_Exercise objective_
Each line of the listing below must be retyped as given.

_Data shown_
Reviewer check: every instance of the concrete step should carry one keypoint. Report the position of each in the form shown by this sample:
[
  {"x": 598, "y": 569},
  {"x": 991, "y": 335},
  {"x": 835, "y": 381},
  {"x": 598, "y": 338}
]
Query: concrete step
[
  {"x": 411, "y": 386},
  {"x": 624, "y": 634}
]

_Task solution_
Reviewer check: every instance of the concrete step should carry one keypoint. Report the position of each in the form shown by this sample:
[
  {"x": 598, "y": 569},
  {"x": 991, "y": 335},
  {"x": 835, "y": 381},
  {"x": 598, "y": 338}
]
Query: concrete step
[
  {"x": 411, "y": 386},
  {"x": 624, "y": 634}
]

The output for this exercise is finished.